TASK REQUIREMENTS: Report every line of the records that holds the string "sneaker", copying each one in full; case counts.

======== DATA IN THIS EXERCISE

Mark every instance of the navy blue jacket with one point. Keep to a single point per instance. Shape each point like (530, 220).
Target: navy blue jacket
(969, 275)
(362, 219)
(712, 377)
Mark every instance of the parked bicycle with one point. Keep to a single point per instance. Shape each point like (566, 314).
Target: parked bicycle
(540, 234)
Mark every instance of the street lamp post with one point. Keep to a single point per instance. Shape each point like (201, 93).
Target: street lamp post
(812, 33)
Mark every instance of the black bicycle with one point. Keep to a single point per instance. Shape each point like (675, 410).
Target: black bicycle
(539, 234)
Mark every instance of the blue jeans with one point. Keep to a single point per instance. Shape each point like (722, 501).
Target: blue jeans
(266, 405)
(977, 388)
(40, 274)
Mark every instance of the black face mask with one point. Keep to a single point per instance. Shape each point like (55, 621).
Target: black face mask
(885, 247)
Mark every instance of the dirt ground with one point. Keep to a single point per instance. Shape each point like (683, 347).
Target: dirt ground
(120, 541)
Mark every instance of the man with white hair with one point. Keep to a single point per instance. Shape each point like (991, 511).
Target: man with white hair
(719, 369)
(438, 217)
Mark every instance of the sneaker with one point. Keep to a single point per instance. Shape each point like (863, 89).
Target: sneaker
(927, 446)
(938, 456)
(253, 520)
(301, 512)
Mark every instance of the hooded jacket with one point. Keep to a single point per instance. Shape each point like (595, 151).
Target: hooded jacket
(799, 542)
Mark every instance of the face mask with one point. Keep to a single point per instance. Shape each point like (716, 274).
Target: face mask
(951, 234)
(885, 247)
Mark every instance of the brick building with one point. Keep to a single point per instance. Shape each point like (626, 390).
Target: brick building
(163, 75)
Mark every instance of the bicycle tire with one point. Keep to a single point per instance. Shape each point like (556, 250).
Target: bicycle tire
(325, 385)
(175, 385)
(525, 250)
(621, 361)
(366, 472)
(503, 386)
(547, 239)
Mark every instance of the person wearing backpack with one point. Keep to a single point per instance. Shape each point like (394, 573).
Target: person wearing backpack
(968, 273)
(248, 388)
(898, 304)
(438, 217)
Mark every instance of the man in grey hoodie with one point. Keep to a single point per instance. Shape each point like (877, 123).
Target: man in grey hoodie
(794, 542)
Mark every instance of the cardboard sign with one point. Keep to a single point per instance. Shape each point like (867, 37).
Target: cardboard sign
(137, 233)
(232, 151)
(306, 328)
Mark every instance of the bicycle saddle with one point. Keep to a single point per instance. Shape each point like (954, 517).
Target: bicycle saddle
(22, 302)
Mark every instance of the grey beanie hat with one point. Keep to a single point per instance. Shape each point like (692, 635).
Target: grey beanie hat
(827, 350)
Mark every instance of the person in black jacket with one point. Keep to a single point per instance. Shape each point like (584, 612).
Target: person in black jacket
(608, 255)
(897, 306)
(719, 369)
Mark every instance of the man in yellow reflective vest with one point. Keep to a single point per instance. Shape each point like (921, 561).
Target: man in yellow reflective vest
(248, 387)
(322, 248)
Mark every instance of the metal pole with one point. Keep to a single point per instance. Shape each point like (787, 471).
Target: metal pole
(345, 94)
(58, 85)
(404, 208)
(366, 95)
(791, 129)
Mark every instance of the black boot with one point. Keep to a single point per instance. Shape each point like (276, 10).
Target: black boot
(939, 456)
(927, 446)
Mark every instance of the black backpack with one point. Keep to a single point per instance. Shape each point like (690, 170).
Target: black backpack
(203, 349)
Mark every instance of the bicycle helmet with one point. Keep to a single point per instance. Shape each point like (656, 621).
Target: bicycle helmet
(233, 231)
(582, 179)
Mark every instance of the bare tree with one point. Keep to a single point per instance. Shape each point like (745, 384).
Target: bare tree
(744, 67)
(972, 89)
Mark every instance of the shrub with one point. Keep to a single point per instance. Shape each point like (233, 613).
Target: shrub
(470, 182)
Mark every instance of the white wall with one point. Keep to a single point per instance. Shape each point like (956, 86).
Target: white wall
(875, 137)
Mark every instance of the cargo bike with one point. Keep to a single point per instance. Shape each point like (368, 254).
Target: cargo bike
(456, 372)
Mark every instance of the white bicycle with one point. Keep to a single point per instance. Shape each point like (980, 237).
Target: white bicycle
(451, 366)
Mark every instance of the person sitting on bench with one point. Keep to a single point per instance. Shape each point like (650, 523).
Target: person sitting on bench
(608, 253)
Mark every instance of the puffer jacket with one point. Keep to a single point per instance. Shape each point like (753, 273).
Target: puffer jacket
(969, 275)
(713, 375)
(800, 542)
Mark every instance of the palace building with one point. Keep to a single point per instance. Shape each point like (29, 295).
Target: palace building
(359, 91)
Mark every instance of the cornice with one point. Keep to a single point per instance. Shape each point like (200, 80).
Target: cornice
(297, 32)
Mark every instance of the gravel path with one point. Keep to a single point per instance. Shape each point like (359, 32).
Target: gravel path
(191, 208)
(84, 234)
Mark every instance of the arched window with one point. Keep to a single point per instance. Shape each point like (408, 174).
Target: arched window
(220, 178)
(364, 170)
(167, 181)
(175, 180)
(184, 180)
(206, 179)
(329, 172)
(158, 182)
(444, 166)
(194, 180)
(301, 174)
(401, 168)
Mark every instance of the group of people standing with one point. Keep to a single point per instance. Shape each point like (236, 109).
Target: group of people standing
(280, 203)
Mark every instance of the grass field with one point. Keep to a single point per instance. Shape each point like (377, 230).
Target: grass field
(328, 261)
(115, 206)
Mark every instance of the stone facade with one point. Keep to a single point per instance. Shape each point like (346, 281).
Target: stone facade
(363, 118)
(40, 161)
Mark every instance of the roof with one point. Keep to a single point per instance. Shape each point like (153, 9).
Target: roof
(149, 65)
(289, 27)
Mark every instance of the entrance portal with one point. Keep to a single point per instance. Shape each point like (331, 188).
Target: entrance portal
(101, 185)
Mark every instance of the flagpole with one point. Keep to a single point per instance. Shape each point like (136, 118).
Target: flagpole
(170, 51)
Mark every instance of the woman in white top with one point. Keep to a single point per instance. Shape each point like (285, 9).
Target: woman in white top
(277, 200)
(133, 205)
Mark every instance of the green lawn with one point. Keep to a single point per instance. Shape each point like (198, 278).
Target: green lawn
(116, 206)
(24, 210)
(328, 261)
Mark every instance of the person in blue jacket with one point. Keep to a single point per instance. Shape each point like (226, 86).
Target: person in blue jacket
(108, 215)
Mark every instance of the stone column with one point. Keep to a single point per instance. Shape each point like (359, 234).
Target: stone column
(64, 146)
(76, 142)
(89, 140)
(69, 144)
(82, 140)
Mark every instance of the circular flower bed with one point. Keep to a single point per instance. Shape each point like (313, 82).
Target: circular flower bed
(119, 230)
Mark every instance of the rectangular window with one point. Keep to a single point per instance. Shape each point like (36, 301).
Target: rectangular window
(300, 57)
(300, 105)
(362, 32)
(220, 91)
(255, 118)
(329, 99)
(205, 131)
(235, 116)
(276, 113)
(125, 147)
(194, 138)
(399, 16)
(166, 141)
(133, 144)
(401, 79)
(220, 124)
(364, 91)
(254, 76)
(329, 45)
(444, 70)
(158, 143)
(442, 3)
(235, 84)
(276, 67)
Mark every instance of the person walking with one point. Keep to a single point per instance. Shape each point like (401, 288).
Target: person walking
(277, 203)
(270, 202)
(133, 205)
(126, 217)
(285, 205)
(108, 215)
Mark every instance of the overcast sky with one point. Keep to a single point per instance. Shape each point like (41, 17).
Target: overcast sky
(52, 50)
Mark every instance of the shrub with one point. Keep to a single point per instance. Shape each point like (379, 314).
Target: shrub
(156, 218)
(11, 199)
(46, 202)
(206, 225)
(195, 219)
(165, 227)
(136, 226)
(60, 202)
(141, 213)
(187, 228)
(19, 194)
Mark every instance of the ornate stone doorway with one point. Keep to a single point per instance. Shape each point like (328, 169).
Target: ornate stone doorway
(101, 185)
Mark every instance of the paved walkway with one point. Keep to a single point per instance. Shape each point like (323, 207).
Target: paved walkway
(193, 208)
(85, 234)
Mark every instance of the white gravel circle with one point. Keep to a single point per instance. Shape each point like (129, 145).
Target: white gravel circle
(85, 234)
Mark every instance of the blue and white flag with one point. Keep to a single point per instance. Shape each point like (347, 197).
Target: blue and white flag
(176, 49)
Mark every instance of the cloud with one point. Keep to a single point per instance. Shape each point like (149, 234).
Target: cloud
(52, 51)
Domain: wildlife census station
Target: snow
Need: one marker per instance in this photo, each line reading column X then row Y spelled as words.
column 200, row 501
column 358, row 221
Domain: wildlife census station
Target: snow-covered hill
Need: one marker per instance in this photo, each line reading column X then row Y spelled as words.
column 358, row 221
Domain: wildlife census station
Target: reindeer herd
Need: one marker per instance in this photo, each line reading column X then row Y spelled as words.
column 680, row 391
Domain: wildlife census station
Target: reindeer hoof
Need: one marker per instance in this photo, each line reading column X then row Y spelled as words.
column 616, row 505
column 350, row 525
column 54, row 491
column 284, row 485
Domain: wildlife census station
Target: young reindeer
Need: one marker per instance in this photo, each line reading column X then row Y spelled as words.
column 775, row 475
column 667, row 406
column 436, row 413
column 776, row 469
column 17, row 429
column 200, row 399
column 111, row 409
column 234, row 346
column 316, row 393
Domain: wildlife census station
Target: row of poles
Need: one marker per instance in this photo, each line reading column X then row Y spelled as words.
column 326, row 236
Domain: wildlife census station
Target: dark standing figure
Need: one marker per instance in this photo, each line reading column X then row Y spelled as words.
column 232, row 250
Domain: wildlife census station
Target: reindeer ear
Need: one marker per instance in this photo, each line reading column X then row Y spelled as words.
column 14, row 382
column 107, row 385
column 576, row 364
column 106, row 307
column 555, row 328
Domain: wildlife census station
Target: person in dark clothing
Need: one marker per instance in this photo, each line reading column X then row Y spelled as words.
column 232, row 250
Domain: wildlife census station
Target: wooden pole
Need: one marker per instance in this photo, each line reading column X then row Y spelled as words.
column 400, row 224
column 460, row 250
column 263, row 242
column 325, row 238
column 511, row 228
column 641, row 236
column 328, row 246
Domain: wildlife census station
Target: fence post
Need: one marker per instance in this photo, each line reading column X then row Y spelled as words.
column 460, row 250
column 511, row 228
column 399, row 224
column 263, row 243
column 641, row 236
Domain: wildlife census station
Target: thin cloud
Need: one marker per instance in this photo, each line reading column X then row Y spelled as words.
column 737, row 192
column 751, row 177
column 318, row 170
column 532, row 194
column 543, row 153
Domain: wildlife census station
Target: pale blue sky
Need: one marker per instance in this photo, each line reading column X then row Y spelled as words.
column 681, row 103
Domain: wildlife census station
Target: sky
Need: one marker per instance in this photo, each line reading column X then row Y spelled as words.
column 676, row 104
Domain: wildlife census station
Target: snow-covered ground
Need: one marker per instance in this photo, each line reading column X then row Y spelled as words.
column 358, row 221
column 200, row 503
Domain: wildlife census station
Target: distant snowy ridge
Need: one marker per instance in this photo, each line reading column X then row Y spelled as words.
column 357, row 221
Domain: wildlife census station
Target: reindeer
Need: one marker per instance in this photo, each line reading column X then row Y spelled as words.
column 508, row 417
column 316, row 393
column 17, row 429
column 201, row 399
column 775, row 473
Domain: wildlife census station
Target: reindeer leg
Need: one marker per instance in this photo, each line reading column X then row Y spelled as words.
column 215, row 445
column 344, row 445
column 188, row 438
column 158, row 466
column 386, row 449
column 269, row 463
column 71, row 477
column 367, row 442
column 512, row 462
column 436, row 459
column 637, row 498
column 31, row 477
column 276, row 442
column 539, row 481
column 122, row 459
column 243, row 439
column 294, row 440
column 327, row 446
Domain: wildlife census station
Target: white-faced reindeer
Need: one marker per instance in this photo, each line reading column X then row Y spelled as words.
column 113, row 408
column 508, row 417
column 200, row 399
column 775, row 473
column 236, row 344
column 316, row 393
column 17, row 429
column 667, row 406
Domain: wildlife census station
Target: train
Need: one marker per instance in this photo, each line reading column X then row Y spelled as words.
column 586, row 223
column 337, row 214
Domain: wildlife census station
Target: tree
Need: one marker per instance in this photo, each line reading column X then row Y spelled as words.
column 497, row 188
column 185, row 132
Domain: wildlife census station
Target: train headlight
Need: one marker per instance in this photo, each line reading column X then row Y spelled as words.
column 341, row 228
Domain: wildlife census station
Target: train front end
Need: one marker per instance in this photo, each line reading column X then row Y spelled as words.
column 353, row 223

================

CORRECT RESPONSE:
Mark every instance of the sneaker with one point. Keep to a single point per instance. Shape each point like (863, 89).
Target: sneaker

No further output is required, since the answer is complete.